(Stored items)
+++
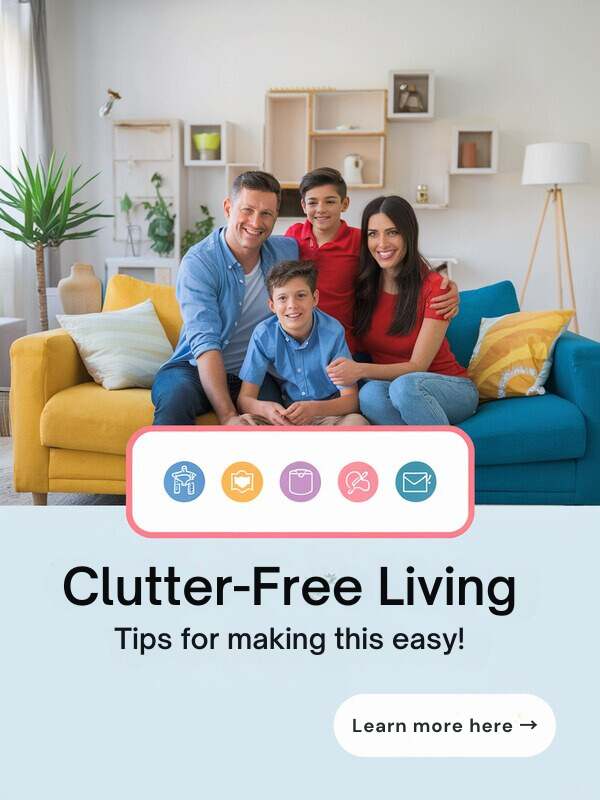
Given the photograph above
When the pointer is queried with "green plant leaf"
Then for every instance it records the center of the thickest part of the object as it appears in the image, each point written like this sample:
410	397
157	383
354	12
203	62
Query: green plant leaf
+++
● **WORK TASK**
Across the preceding records, count the lines with the word "green" in them and give that figure alone.

● **ANSWER BOX**
2